-- EXERCISE PROMPT --
Please rewrite the lines below, swapping every "one pin marks one object" for "each pin marks a single object" and changing nothing else.

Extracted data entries
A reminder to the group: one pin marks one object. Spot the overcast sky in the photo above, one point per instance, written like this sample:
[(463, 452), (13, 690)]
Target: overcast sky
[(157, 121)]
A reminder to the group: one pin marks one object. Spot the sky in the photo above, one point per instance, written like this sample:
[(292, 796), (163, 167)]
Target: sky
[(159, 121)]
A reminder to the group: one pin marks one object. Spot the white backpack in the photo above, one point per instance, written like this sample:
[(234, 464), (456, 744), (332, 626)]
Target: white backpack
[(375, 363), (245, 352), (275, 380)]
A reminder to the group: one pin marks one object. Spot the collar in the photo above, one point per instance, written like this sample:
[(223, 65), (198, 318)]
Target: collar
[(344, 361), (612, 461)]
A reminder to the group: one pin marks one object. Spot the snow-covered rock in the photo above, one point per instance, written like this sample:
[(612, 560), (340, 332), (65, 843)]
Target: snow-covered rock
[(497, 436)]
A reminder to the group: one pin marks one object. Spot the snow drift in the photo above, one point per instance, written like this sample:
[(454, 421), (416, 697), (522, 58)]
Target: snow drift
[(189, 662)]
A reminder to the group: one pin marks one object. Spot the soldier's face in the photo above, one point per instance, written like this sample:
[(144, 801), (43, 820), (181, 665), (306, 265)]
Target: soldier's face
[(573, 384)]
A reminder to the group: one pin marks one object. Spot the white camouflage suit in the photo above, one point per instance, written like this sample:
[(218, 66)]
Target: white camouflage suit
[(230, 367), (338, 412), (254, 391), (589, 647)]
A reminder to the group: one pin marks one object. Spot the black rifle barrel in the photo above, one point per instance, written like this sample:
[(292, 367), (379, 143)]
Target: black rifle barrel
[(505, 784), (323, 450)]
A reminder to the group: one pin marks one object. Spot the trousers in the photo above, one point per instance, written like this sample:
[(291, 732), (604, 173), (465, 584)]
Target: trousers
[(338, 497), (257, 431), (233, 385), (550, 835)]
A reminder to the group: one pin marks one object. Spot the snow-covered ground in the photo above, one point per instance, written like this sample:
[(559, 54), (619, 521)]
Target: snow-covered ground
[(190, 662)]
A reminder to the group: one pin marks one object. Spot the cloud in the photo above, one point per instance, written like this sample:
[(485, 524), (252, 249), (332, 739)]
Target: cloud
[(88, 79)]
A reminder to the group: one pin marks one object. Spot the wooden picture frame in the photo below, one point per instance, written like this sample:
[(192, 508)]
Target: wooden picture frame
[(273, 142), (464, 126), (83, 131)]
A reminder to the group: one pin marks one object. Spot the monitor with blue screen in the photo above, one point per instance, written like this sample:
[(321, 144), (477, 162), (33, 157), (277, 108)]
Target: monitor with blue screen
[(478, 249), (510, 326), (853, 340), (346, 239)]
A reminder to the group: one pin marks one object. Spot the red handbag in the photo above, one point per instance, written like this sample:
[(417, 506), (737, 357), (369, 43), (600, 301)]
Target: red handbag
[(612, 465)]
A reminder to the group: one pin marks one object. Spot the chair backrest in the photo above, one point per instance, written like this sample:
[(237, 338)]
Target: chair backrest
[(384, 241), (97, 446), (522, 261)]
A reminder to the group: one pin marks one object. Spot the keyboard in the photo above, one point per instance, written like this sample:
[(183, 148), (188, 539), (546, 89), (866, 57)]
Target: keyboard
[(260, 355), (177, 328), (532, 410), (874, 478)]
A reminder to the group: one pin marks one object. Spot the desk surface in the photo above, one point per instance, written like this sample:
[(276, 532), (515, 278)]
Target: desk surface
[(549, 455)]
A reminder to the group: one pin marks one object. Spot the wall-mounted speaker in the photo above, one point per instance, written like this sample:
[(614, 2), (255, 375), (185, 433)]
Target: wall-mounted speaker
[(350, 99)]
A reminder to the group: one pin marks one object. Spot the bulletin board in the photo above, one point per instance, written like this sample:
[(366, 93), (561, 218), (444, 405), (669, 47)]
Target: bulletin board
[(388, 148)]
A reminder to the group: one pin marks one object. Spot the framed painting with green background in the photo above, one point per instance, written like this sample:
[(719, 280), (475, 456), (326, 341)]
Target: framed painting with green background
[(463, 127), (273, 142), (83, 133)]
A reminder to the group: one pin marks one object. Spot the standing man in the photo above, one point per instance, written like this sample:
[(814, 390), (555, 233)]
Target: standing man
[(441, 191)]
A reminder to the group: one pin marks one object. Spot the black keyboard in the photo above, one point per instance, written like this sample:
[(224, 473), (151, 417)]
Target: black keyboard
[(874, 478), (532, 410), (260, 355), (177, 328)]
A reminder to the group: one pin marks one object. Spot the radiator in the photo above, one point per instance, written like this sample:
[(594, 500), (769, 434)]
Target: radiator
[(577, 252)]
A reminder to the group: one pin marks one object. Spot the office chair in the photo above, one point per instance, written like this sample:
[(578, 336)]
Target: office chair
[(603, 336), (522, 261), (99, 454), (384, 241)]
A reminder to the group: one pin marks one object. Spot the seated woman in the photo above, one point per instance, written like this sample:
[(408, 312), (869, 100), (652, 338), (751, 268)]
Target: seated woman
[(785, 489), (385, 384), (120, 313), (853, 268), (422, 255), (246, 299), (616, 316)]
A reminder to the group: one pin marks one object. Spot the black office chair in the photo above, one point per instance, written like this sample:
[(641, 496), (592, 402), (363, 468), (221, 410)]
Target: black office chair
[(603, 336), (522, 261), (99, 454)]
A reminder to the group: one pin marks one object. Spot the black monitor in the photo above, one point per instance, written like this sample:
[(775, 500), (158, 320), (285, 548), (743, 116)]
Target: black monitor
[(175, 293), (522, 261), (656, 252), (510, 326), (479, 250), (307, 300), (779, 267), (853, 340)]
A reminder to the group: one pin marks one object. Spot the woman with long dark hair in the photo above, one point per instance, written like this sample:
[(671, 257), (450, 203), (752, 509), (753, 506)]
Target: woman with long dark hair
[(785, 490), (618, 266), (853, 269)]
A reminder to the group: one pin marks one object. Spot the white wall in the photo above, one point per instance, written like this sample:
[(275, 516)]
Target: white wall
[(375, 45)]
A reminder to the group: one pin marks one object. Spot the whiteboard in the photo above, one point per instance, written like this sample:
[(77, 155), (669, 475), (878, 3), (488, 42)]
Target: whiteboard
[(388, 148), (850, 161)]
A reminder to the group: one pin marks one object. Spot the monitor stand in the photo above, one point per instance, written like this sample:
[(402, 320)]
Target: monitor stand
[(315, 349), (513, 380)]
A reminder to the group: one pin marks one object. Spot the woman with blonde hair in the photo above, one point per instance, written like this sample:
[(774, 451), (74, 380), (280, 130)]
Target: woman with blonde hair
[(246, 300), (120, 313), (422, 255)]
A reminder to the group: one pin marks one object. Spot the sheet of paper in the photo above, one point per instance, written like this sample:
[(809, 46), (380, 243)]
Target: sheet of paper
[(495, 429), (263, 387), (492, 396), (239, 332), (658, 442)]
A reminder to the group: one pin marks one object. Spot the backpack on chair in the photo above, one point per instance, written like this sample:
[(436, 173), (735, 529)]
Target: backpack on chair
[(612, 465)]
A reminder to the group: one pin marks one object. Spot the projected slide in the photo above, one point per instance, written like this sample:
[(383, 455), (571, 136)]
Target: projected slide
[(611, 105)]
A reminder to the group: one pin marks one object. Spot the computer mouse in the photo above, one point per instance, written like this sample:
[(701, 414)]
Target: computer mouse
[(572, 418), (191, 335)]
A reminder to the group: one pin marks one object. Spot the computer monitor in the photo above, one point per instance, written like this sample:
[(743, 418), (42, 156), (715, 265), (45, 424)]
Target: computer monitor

-- ANSWER FOR THE TASK --
A reminder to the group: each pin marks a single object. Spot the overcast sky in the photo above, one point per instance, written like this sample:
[(463, 452), (13, 690)]
Target: overcast sky
[(157, 121)]
A reminder to the group: each pin marks a single object. Spot the sky in the photo above, one point per instance, written like this sample:
[(292, 796), (163, 167)]
Target: sky
[(159, 121)]
A reminder to the group: each pin marks a single object. Spot the white backpack in the photo above, one point per instance, written like this sample:
[(234, 464), (456, 744), (332, 626)]
Target: white backpack
[(375, 363), (245, 352), (275, 380)]
A reminder to the group: each pin marks a single object. Spot the collar in the photo above, one point per instance, written like this sample:
[(223, 65), (198, 318)]
Target: collar
[(344, 361), (612, 461)]
A reminder to the group: each pin marks a single object. Spot the snow-covered rock in the photo above, one point per instance, written like this sample:
[(612, 560), (340, 332), (65, 843)]
Target: snow-covered rock
[(497, 436)]
A reminder to the group: each pin marks a single object. Spot the snow drift in the photo above, one point per instance, written like this sample:
[(454, 421), (416, 697), (522, 58)]
Target: snow drift
[(189, 662)]
A reminder to the group: each pin marks a single object. Spot the soldier's face in the photo above, one point per instance, written like this sample:
[(144, 801), (43, 820), (181, 665), (306, 265)]
Target: soldier's face
[(573, 384)]
A reminder to the group: each pin marks a single object. Spot the white camouflage suit in the photo above, one point per instance, written like this sample:
[(218, 66)]
Target: white camouflage suit
[(230, 367), (338, 412), (254, 391), (589, 647)]
A reminder to the group: each pin marks a single object. Spot the black rifle barrel in the photo above, one point per instance, written like this sample:
[(292, 367), (379, 143)]
Target: black rifle barrel
[(505, 784), (323, 450)]
A reminder to the group: each pin marks a single object. Spot the trousers in the photo above, one point per instance, written like this sample:
[(291, 732), (604, 173), (465, 584)]
Target: trousers
[(338, 497), (257, 431), (233, 385), (550, 835)]
A reminder to the group: each pin marks a single object. Spot the snow-covered ground in the photo above, one point per instance, written like this sample:
[(559, 54), (619, 521)]
Target: snow-covered ground
[(190, 662)]
A reminder to the group: each pin marks a single object. Spot the cloud in the photo above, one point per instance, written like this sample:
[(485, 524), (252, 249), (332, 739)]
Target: cloud
[(88, 79)]
A reminder to the group: each pin marks a single object. Spot the wooden picture frame in the photo below, one point per instance, written like this sample:
[(192, 508)]
Target: wooden picture frame
[(273, 142), (464, 126), (83, 131)]
A reminder to the group: each pin marks a single object. Spot the monitor with blue screen in the photo above, one point per instance, written like this sample:
[(321, 144), (477, 162), (33, 157), (277, 108)]
Target: monitor with blue screen
[(478, 249), (510, 326), (853, 340), (346, 239)]
A reminder to the group: each pin marks a single object. Spot the red handbag in the photo above, one point per instance, written like this sample:
[(417, 506), (737, 357), (369, 43), (600, 301)]
Target: red handbag
[(612, 465)]
A reminder to the group: each pin marks a single object. Spot the chair backrest in the photo above, one point per instance, written like this sample:
[(237, 338)]
Target: chair backrest
[(384, 241), (97, 446), (522, 261)]
A reminder to the group: each pin marks a single object. Spot the keyboard in the photo above, one point per instance, written like this sample:
[(183, 148), (188, 539), (546, 89), (866, 57)]
Target: keyboard
[(260, 355), (177, 328), (532, 410), (874, 478)]
A reminder to the group: each pin marks a single object. Spot the desk surface in the photo above, one point per instance, written like this sample:
[(276, 532), (515, 278)]
Target: desk surface
[(549, 455)]
A reminder to the group: each pin marks a single object. Spot the wall-mounted speaker in the photo above, one point per instance, written like this sample:
[(614, 2), (255, 375), (185, 433)]
Target: wall-mounted speaker
[(350, 99)]
A reminder to the group: each pin marks a single object. Spot the bulletin board in the photo above, one point per instance, written like this sample:
[(366, 93), (561, 218), (444, 405), (669, 47)]
Target: bulletin board
[(388, 148)]
A reminder to the group: each pin marks a single object. Spot the framed painting with green background in the photo above, one point per instance, written like this sample:
[(719, 280), (475, 456), (326, 341)]
Target: framed painting with green background
[(463, 127), (273, 142), (83, 133)]
A reminder to the group: each pin marks a single object. Spot the standing man in the photo above, one point per instance, written like this sample:
[(814, 390), (555, 233)]
Target: standing man
[(441, 191)]
A reminder to the group: each pin marks a single object. Spot the black keyboard in the photo above, one point per instance, written like this sample:
[(224, 473), (151, 417)]
Target: black keyboard
[(874, 478), (532, 410), (260, 355), (177, 328)]
A reminder to the group: each pin marks a single object. Spot the radiator in the photo above, one point per instance, written like this sample:
[(594, 500), (769, 434)]
Target: radiator
[(577, 252)]
A reminder to the group: each pin marks a single object. Spot the office chair in the photo above, one point per instance, written like this sample:
[(578, 336)]
Target: office chair
[(603, 336), (522, 261), (99, 454), (384, 241)]
A reminder to the group: each pin marks a single object. Spot the seated woman in the photo above, one point per instance, written like this sample:
[(408, 312), (869, 100), (652, 338), (751, 268)]
Target: seated woman
[(785, 489), (385, 384), (120, 313), (853, 268), (422, 255), (246, 299), (616, 316)]
A reminder to the group: each pin marks a single object. Spot the black office chair in the photo above, one point per instance, written like this sample:
[(641, 496), (592, 402), (363, 468), (221, 410)]
Target: black office chair
[(603, 336), (522, 261), (99, 454)]
A reminder to the group: each pin marks a single object. Spot the black monitor in the photo above, one point per instance, written like this sample:
[(775, 500), (158, 320), (285, 548), (743, 116)]
Target: black monitor
[(175, 293), (522, 261), (656, 252), (510, 326), (479, 250), (307, 300), (779, 267), (853, 340)]
A reminder to the group: each pin marks a single object. Spot the woman with long dark hair in the photo above, one point per instance, written like this sample:
[(671, 257), (450, 203), (752, 509), (753, 506)]
Target: woman with long dark hair
[(785, 490), (618, 266), (853, 269)]
A reminder to the group: each pin marks a single object. Spot the white wall in the photo above, one point per instance, written like this sample:
[(275, 516)]
Target: white wall
[(375, 45)]
A reminder to the group: each pin marks a single object. Spot the whiteboard in the photo above, one point per instance, written like this sample:
[(77, 155), (669, 475), (878, 3), (488, 42)]
Target: whiteboard
[(388, 148), (850, 161)]
A reminder to the group: each pin marks a single object. Spot the monitor stand in the photo above, one point per instance, written like this sample:
[(402, 320)]
Target: monitor stand
[(315, 349), (513, 380)]
A reminder to the group: each pin marks a single object. Spot the woman with blonde hair in the photo above, one point per instance, written like this sample:
[(774, 451), (74, 380), (280, 130)]
Target: woman with blonde hair
[(246, 300), (120, 313), (422, 255)]
A reminder to the group: each pin marks a single object. Spot the sheet of paper in the photo above, one point per instance, written like this sample:
[(809, 46), (380, 243)]
Target: sheet of paper
[(495, 429), (263, 387), (492, 396), (239, 332), (658, 442)]
A reminder to the group: each pin marks a single object. Spot the backpack on chair in the photo above, one point per instance, written like this sample:
[(436, 173), (735, 529)]
Target: backpack on chair
[(612, 465)]
A reminder to the group: each pin marks a single object. Spot the projected slide in the photo above, one point per instance, written like this sample:
[(383, 455), (571, 136)]
Target: projected slide
[(611, 105)]
A reminder to the group: each pin marks a single object. Spot the computer mouse in the photo above, one point per instance, written like this sample:
[(701, 414)]
Target: computer mouse
[(572, 418), (191, 335)]
A reminder to the group: each pin marks a single object. Spot the computer monitor in the photo above, one point per instance, written like this sample:
[(743, 418), (42, 156), (715, 265), (45, 424)]
Target: computer monitor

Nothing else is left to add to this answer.